● **Task to complete**
Retype the lines of the listing from the line with "Could you please put a dot on the car taillight" to the line with "column 29, row 161", including both of those lines, and nothing else.

+++ Material for this task

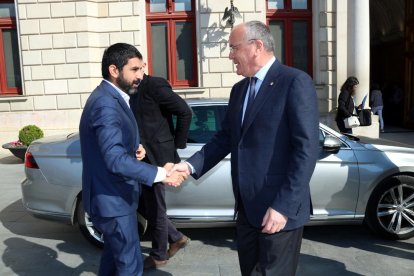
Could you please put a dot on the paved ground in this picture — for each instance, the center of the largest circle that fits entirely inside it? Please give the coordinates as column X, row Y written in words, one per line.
column 31, row 246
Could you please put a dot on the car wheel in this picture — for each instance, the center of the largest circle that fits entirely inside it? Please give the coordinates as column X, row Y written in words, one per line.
column 92, row 234
column 390, row 210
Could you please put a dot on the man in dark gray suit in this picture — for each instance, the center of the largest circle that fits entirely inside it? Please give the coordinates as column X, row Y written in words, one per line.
column 271, row 130
column 154, row 106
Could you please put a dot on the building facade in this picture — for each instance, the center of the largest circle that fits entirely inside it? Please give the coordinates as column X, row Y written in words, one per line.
column 51, row 50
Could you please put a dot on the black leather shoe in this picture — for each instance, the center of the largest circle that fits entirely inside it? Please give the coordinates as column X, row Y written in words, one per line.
column 175, row 246
column 150, row 262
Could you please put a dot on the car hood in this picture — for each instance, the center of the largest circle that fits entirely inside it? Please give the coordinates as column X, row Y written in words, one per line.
column 401, row 148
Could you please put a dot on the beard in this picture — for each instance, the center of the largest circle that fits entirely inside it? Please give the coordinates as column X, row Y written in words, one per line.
column 127, row 87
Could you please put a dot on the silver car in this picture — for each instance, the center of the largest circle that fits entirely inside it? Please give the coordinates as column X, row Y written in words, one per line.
column 353, row 182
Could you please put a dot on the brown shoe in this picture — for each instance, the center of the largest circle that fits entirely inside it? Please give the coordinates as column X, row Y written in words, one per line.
column 150, row 262
column 175, row 246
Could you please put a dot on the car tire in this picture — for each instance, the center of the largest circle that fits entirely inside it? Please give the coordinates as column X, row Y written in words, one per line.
column 390, row 210
column 92, row 234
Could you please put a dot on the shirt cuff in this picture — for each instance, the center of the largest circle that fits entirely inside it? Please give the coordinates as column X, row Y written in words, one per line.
column 191, row 167
column 161, row 175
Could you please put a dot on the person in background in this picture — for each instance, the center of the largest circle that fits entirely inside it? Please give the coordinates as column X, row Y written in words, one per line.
column 376, row 103
column 346, row 104
column 271, row 129
column 110, row 151
column 154, row 106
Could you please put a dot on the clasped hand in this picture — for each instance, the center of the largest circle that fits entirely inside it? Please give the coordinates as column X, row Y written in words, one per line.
column 174, row 176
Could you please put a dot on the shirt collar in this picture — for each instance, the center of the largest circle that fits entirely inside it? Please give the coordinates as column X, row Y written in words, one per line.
column 261, row 74
column 124, row 95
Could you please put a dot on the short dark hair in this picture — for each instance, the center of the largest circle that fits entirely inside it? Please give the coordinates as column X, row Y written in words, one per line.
column 118, row 54
column 351, row 81
column 259, row 30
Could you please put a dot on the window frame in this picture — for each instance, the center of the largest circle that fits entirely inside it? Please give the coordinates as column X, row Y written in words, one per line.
column 6, row 23
column 170, row 18
column 288, row 16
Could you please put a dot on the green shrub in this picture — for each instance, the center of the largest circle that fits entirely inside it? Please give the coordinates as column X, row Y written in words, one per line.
column 30, row 133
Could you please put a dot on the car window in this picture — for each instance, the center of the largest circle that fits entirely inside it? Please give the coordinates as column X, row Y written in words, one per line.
column 321, row 137
column 206, row 121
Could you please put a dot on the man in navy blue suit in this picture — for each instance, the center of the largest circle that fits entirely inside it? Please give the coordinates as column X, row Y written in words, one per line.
column 271, row 130
column 112, row 174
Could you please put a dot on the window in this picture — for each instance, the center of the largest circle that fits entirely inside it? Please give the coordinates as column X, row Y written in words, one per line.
column 10, row 76
column 206, row 121
column 290, row 22
column 171, row 32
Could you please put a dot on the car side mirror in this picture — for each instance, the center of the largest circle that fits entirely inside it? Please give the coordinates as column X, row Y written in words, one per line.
column 331, row 144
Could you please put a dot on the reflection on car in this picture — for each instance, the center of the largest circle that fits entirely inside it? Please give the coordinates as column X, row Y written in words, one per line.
column 353, row 182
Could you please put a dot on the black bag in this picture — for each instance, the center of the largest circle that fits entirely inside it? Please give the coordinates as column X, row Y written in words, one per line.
column 364, row 116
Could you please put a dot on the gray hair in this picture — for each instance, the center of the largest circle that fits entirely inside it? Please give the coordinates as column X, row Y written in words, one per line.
column 258, row 30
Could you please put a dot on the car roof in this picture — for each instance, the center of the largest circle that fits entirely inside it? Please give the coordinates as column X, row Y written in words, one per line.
column 202, row 101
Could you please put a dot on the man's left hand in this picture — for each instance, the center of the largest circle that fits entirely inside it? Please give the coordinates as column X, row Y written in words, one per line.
column 140, row 153
column 273, row 221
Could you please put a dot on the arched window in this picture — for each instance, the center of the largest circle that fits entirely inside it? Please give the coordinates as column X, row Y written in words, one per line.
column 171, row 30
column 290, row 22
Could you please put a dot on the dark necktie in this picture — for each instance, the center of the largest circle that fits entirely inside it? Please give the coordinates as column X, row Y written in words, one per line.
column 252, row 94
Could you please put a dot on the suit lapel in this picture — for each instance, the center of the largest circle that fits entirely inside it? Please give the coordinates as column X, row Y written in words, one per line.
column 124, row 106
column 240, row 102
column 266, row 89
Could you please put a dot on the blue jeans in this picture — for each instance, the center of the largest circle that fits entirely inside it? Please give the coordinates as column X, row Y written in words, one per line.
column 378, row 111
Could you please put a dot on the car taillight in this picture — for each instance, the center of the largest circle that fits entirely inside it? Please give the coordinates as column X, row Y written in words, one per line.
column 29, row 161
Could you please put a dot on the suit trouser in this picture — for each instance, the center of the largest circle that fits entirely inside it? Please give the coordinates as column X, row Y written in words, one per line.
column 122, row 253
column 267, row 254
column 161, row 229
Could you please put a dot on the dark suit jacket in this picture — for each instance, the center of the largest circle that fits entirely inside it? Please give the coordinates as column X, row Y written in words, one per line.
column 109, row 138
column 154, row 106
column 345, row 105
column 273, row 158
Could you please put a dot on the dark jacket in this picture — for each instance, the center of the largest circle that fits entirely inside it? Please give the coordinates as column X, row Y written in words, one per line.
column 346, row 105
column 154, row 106
column 273, row 157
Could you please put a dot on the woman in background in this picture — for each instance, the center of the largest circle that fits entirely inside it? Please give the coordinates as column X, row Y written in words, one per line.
column 346, row 105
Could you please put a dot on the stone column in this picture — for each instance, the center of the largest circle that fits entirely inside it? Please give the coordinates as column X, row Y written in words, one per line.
column 359, row 46
column 359, row 58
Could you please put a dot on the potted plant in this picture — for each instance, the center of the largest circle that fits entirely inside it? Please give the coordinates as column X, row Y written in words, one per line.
column 27, row 135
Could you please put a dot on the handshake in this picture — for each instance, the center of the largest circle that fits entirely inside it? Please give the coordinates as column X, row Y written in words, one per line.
column 176, row 174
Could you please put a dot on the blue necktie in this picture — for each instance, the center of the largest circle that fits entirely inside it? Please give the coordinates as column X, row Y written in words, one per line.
column 252, row 95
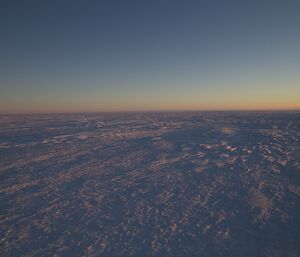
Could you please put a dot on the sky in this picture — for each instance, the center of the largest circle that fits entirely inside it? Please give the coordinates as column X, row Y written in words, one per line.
column 149, row 55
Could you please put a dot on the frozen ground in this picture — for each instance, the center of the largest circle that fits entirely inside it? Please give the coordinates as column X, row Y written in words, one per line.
column 150, row 184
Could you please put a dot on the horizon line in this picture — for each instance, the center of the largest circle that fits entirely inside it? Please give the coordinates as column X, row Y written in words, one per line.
column 152, row 111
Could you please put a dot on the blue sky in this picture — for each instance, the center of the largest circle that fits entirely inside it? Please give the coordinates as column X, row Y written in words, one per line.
column 65, row 56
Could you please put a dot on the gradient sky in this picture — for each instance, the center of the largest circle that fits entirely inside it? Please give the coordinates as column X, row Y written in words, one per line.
column 72, row 56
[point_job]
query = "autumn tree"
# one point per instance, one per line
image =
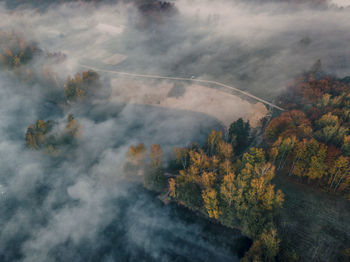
(239, 135)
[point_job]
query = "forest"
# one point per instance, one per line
(229, 179)
(232, 179)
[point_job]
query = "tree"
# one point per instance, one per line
(136, 154)
(228, 188)
(239, 135)
(156, 155)
(81, 86)
(154, 178)
(211, 203)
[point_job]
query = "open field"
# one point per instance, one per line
(197, 98)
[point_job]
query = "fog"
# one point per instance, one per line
(80, 207)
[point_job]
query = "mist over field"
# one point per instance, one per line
(80, 207)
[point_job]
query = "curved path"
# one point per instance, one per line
(187, 79)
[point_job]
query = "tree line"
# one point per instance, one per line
(311, 141)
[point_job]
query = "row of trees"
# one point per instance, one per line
(48, 136)
(236, 191)
(82, 86)
(312, 139)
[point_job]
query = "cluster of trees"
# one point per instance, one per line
(47, 135)
(236, 191)
(154, 11)
(15, 51)
(312, 139)
(82, 86)
(149, 165)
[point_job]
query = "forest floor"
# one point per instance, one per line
(315, 224)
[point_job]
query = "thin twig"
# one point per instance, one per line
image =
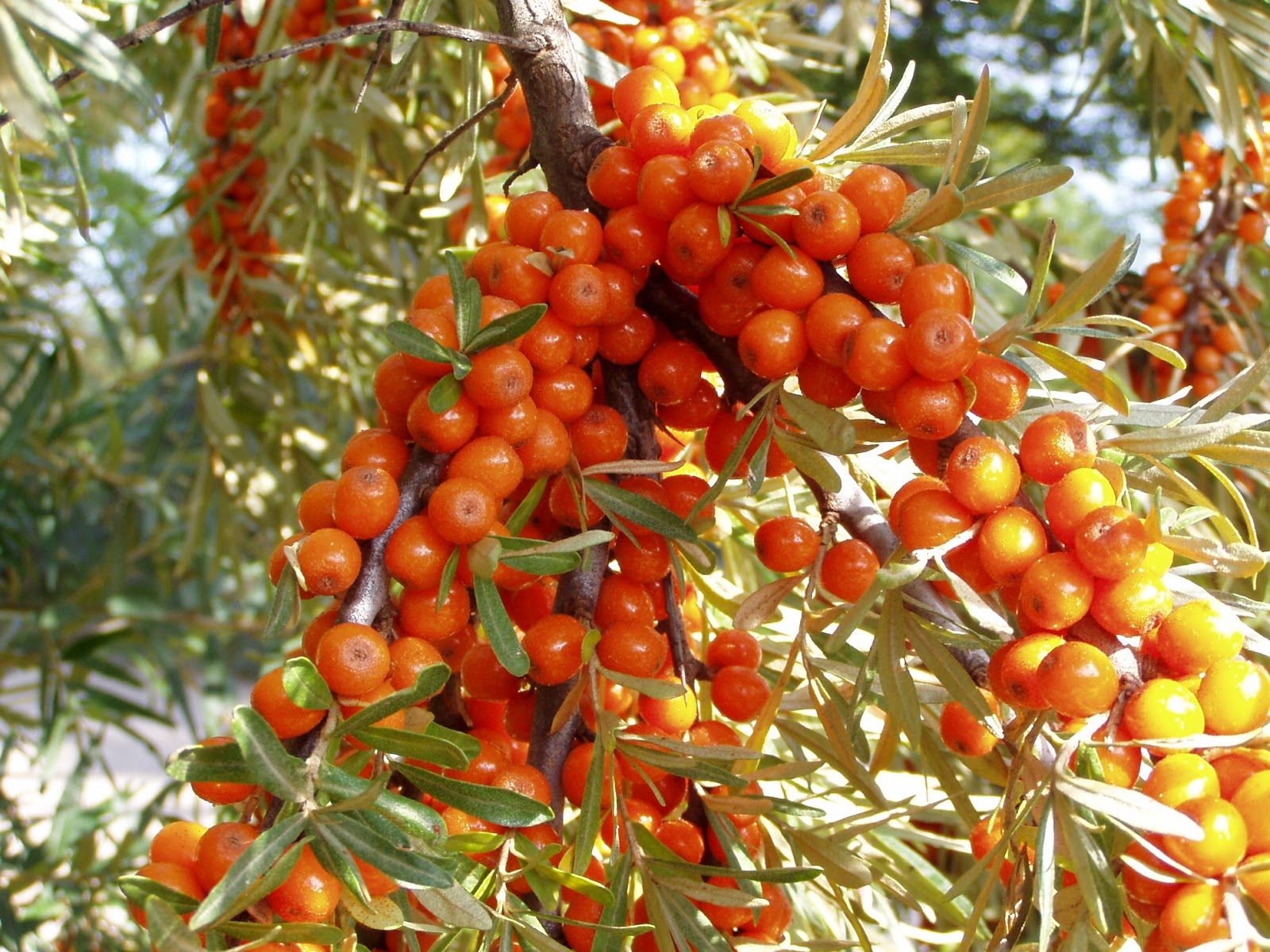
(381, 48)
(493, 105)
(529, 44)
(130, 40)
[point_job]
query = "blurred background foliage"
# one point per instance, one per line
(152, 454)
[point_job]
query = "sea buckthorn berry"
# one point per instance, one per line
(1054, 444)
(963, 733)
(554, 647)
(572, 236)
(633, 238)
(219, 793)
(1075, 497)
(876, 355)
(376, 447)
(1014, 670)
(787, 543)
(287, 719)
(643, 86)
(1010, 541)
(352, 658)
(831, 321)
(309, 894)
(1180, 777)
(664, 188)
(1110, 543)
(1197, 635)
(1130, 606)
(931, 518)
(365, 501)
(671, 371)
(598, 436)
(1226, 838)
(329, 560)
(1162, 710)
(444, 432)
(941, 344)
(1056, 592)
(772, 343)
(827, 225)
(499, 378)
(719, 171)
(738, 692)
(982, 475)
(695, 244)
(878, 194)
(1253, 801)
(484, 677)
(1001, 389)
(1193, 916)
(177, 843)
(772, 131)
(791, 281)
(1077, 679)
(660, 130)
(935, 286)
(878, 266)
(1235, 696)
(527, 213)
(849, 569)
(929, 409)
(734, 647)
(613, 179)
(672, 715)
(416, 554)
(633, 649)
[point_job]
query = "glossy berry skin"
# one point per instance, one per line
(1077, 679)
(1054, 444)
(982, 475)
(1226, 838)
(1056, 592)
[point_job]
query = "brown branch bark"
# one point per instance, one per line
(133, 38)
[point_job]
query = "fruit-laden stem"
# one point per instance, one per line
(564, 133)
(368, 596)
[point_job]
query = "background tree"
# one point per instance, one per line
(111, 554)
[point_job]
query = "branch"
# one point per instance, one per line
(493, 105)
(370, 593)
(526, 44)
(130, 40)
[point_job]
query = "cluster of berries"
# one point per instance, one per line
(1218, 209)
(222, 194)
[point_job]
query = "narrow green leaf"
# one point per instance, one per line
(410, 340)
(641, 511)
(168, 931)
(498, 628)
(305, 685)
(493, 804)
(414, 746)
(285, 608)
(444, 393)
(826, 427)
(431, 681)
(277, 771)
(221, 763)
(406, 866)
(1096, 384)
(506, 329)
(410, 816)
(260, 858)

++++++

● **Exercise result**
Could you please put a dot on the car taillight in this picture — for each instance, the center of the largest circle that fits entirely inside it? Please give the coordinates as column X, row Y written in words, one per line.
column 29, row 161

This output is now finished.